§ The task
Locate "each like [136,182]." in the listing below, then output the line holding it and every line after it, exactly and with nothing else.

-- start Record extracts --

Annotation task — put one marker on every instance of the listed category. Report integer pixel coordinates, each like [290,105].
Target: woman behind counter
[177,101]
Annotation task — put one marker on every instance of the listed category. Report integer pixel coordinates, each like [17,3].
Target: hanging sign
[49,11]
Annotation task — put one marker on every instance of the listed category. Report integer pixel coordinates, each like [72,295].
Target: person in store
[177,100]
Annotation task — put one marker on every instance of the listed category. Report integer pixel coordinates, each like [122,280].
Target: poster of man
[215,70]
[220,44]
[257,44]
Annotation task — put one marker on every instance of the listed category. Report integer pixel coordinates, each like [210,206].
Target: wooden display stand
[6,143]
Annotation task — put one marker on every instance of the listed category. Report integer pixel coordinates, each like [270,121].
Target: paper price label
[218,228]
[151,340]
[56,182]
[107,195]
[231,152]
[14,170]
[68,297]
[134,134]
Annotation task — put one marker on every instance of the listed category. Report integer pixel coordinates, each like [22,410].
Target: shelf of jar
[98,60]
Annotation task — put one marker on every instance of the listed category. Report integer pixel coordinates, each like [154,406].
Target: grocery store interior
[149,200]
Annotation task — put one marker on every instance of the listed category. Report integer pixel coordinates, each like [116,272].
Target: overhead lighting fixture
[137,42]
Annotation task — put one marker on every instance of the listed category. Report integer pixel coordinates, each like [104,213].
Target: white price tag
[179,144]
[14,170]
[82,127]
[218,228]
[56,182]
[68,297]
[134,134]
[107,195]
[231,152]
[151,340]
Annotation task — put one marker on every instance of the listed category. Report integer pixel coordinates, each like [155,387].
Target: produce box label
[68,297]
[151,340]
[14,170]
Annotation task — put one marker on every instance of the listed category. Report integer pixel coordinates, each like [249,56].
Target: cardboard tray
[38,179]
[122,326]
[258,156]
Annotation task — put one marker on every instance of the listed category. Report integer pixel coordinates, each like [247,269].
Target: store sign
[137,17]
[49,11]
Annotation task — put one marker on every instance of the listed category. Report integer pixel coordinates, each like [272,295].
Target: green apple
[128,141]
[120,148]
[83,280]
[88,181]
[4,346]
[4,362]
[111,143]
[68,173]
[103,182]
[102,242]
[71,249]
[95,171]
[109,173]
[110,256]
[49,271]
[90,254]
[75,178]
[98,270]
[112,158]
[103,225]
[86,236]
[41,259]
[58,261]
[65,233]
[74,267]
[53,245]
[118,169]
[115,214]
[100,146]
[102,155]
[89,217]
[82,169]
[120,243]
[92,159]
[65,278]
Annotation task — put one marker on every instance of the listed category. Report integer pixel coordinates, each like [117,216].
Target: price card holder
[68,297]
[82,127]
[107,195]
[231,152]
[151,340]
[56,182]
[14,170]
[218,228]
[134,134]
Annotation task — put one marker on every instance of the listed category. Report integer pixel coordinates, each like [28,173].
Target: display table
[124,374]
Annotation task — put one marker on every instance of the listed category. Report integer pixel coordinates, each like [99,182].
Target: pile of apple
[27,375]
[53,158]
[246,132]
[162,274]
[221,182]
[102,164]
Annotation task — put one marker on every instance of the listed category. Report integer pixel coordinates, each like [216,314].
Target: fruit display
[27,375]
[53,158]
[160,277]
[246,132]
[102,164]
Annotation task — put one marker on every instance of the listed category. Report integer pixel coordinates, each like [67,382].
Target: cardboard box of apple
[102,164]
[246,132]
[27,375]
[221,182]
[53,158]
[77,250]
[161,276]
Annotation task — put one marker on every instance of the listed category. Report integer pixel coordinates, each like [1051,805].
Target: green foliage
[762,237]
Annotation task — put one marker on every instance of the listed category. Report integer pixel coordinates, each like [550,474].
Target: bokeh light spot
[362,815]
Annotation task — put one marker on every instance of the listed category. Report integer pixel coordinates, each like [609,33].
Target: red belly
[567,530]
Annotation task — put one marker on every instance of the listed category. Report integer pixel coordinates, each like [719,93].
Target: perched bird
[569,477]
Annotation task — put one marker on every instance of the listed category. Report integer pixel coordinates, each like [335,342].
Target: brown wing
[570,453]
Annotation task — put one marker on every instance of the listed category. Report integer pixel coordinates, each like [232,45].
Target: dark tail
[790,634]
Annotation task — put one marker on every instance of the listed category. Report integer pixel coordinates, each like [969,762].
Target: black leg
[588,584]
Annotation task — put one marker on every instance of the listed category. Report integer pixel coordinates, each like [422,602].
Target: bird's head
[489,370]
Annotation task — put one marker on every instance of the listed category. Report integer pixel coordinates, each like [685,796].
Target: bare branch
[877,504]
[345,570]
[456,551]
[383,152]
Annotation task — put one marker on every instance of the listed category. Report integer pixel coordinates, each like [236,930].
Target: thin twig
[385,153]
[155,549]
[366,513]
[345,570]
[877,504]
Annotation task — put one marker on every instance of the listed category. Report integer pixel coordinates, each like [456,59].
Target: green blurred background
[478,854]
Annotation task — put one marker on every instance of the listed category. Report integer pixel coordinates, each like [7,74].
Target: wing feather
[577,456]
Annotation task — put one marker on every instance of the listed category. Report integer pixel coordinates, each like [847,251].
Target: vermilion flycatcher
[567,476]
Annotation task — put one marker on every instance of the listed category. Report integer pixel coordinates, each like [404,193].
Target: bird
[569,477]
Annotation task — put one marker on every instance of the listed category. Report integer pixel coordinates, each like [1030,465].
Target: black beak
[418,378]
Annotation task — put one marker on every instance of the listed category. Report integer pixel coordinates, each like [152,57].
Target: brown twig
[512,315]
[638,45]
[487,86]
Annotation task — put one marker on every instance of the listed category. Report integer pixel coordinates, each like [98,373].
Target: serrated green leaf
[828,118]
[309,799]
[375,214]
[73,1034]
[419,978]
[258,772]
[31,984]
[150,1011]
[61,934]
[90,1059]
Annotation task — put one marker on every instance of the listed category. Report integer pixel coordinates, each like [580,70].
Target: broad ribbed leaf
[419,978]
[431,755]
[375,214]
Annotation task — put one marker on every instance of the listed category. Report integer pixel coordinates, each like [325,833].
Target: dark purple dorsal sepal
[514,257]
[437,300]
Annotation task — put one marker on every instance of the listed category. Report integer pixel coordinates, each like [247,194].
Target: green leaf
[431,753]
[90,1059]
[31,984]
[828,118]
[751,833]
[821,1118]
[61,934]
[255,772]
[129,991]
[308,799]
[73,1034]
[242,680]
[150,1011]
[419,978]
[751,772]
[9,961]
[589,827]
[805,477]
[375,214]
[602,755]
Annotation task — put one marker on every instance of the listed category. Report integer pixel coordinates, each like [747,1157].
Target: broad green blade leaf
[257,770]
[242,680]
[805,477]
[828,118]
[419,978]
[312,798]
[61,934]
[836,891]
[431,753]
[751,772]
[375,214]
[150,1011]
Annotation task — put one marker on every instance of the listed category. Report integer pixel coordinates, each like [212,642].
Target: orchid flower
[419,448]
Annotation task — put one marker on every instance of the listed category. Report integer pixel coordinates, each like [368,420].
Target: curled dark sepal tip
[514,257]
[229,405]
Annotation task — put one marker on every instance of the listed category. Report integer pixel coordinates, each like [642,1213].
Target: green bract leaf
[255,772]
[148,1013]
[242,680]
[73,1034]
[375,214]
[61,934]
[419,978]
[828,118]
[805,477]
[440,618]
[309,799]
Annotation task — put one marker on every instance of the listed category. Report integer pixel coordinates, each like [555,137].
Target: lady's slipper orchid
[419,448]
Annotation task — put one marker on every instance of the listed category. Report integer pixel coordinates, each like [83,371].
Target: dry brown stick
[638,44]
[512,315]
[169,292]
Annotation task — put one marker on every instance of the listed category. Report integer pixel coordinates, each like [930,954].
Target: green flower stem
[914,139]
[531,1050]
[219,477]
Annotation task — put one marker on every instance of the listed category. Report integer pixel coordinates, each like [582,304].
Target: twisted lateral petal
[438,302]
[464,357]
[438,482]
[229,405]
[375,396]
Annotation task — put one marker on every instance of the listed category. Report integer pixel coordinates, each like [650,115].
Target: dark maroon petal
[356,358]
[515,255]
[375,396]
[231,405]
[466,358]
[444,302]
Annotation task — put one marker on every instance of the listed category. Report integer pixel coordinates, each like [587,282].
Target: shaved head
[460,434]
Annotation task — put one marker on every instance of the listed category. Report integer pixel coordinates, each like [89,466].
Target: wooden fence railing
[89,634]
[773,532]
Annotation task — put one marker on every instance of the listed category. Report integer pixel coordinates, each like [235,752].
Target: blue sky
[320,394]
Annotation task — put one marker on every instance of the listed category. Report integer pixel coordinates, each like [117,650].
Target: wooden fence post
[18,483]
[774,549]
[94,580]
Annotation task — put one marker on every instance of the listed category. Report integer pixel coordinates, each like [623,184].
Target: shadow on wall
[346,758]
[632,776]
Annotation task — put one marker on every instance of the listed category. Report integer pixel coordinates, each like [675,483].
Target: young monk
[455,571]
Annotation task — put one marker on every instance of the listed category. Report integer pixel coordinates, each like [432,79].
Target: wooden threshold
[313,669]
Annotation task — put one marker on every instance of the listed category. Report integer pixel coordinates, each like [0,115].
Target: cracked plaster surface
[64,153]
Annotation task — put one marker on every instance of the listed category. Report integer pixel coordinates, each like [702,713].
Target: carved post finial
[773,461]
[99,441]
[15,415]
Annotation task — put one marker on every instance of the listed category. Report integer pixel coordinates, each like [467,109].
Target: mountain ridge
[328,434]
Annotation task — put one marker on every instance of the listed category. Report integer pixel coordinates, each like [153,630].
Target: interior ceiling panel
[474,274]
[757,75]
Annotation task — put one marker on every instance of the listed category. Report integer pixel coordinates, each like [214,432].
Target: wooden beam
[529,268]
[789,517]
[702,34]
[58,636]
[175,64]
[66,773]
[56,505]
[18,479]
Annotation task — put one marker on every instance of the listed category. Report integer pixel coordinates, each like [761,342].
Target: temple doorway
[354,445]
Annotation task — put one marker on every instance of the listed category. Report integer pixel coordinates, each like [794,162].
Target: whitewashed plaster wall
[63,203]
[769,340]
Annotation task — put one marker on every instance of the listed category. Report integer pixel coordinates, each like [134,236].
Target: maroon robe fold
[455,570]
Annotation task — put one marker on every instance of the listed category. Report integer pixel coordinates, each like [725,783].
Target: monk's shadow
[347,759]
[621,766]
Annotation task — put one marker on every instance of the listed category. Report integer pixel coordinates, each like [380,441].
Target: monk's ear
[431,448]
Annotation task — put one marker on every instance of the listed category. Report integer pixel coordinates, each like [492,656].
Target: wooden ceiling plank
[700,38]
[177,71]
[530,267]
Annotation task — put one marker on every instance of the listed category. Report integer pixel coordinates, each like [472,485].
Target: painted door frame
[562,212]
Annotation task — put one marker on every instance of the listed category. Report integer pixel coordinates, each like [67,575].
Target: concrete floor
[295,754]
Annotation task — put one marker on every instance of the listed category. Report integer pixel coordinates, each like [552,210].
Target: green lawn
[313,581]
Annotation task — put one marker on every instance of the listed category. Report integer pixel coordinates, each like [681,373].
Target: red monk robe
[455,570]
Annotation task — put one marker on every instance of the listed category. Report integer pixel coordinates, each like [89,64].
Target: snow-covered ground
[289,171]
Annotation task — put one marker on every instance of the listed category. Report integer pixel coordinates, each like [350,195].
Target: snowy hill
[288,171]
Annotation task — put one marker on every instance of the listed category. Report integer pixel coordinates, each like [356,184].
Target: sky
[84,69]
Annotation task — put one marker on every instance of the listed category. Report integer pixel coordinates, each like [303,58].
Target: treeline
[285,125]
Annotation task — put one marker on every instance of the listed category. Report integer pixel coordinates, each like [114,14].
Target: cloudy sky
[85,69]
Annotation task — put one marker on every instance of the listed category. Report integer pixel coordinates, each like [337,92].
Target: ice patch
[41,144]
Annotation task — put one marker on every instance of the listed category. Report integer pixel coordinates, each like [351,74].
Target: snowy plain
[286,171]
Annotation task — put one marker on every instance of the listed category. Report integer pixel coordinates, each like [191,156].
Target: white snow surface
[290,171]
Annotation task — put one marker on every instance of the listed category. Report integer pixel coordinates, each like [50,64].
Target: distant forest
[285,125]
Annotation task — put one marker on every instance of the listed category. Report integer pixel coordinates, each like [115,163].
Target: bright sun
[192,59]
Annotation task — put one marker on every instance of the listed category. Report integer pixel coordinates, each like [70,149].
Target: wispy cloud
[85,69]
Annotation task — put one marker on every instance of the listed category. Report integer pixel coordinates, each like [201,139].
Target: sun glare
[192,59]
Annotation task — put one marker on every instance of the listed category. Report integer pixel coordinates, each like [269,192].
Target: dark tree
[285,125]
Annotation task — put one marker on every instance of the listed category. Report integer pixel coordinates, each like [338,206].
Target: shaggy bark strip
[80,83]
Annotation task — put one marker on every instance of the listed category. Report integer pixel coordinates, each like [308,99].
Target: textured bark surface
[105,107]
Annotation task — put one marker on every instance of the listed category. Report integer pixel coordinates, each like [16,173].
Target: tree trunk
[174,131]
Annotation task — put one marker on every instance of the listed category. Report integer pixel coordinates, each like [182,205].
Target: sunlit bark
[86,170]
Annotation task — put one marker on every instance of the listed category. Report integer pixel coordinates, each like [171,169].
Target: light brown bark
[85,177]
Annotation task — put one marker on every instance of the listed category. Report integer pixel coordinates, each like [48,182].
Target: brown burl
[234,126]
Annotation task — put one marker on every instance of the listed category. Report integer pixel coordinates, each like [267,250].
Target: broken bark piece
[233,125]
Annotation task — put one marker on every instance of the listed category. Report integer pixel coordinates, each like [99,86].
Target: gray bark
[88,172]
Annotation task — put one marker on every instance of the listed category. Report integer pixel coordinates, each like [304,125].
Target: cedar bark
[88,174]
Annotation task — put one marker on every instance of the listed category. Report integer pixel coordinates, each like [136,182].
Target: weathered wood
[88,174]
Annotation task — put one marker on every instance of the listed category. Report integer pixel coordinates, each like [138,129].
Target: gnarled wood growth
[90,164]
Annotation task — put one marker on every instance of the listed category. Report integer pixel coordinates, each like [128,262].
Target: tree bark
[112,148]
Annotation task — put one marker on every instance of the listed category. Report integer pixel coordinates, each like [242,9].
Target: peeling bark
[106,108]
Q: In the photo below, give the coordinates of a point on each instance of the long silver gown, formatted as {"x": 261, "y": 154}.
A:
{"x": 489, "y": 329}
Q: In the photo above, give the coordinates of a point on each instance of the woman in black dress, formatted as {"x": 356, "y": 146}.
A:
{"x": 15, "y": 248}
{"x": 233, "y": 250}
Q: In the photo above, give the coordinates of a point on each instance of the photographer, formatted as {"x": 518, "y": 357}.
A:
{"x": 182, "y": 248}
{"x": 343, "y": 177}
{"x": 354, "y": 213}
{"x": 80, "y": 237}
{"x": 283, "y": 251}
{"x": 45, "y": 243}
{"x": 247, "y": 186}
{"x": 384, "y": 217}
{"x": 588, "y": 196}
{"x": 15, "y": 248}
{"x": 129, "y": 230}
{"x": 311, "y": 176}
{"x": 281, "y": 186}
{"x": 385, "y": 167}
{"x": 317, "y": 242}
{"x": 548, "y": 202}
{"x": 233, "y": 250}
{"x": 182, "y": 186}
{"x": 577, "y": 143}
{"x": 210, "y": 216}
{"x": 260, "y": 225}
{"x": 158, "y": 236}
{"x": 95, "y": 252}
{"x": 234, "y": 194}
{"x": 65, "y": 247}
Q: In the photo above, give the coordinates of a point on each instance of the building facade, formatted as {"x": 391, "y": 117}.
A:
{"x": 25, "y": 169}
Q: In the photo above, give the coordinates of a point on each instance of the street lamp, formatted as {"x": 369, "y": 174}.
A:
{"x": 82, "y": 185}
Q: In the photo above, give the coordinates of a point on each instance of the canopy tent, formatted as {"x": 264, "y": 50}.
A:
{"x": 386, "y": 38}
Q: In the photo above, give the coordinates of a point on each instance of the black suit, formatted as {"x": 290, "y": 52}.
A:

-- end Record extracts --

§ Written solution
Annotation task — put one marker on every instance of the listed category. Report integer pixel coordinates, each like [136,182].
Target: weathered wood
[88,174]
Annotation task — put one marker on every instance of the listed category. Report integer pixel coordinates, each like [138,129].
Target: gnarled wood growth
[90,164]
Annotation task — put one marker on every instance of the listed category. Report integer pixel coordinates, each like [128,262].
Target: tree bark
[112,148]
Annotation task — put one marker on every instance of the listed category. Report integer pixel coordinates, each like [242,9].
Target: peeling bark
[106,108]
Q: In the photo below, give the coordinates of a point on each instance of the long silver gown, formatted as {"x": 261, "y": 154}.
A:
{"x": 489, "y": 329}
Q: In the photo above, give the coordinates of a point on each instance of the woman in black dress, formatted as {"x": 356, "y": 146}.
A:
{"x": 15, "y": 248}
{"x": 233, "y": 250}
Q: In the photo above, give the coordinates of a point on each instance of the photographer, formatted as {"x": 518, "y": 357}.
A:
{"x": 182, "y": 248}
{"x": 343, "y": 177}
{"x": 354, "y": 213}
{"x": 80, "y": 237}
{"x": 283, "y": 251}
{"x": 45, "y": 243}
{"x": 247, "y": 186}
{"x": 384, "y": 217}
{"x": 588, "y": 196}
{"x": 15, "y": 248}
{"x": 129, "y": 230}
{"x": 311, "y": 176}
{"x": 281, "y": 186}
{"x": 385, "y": 167}
{"x": 317, "y": 242}
{"x": 548, "y": 202}
{"x": 233, "y": 250}
{"x": 182, "y": 186}
{"x": 577, "y": 143}
{"x": 210, "y": 216}
{"x": 260, "y": 225}
{"x": 158, "y": 236}
{"x": 95, "y": 252}
{"x": 234, "y": 194}
{"x": 65, "y": 247}
Q: In the photo above, give the coordinates of a point on each instance of the building facade, formatted as {"x": 391, "y": 117}.
A:
{"x": 25, "y": 169}
Q: In the photo above, give the coordinates of a point on each instance of the street lamp, formatted as {"x": 369, "y": 174}.
A:
{"x": 82, "y": 185}
Q: In the photo above, give the coordinates of a point on each instance of the canopy tent, formatted as {"x": 264, "y": 50}.
A:
{"x": 386, "y": 38}
Q: In the photo above, give the coordinates of a point on each instance of the black suit, formatted as {"x": 290, "y": 52}.
A:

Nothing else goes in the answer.